[Image object location listing]
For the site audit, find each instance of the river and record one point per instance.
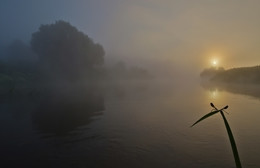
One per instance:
(129, 125)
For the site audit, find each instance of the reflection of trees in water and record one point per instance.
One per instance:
(244, 89)
(60, 112)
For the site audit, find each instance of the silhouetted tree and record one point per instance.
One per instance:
(66, 53)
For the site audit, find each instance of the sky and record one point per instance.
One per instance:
(178, 34)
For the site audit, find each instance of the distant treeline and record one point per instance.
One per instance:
(59, 52)
(242, 75)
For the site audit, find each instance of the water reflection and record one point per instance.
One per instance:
(56, 111)
(243, 89)
(60, 112)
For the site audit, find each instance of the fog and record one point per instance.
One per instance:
(149, 33)
(117, 83)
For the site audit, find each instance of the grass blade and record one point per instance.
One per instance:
(232, 142)
(206, 116)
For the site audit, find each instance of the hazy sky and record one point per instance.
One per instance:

- _Written instruction_: Retype the listing above line for line, without changing anything, from start to finish. Leave out the pictures.

- _Finished answer_:
For the site audit, find each instance of the river and record one point per instance.
One per instance:
(129, 125)
For the site audit, find each instance of the reflection of trees in water and record one point per instance.
One per instance:
(244, 89)
(60, 112)
For the site audit, find each instance of the silhouetted tree and record one point per instance.
One per instance:
(66, 53)
For the site audit, find each instance of the sky and record one point per instance.
One per instance:
(178, 34)
For the site audit, find each instance of the distant treeline and record one point per instance.
One per instance:
(59, 52)
(242, 75)
For the site audit, find each instance of the water reflection and record one point per instance.
One per instance:
(56, 111)
(243, 89)
(60, 112)
For the site audit, find each instance of the fog and record one point per instance.
One per instance:
(149, 33)
(117, 83)
For the site audit, find each instance of the grass blade and record one point per instance.
One per instance:
(232, 142)
(206, 116)
For the site audit, find each instance of the hazy sky and record one point per instance.
One per instance:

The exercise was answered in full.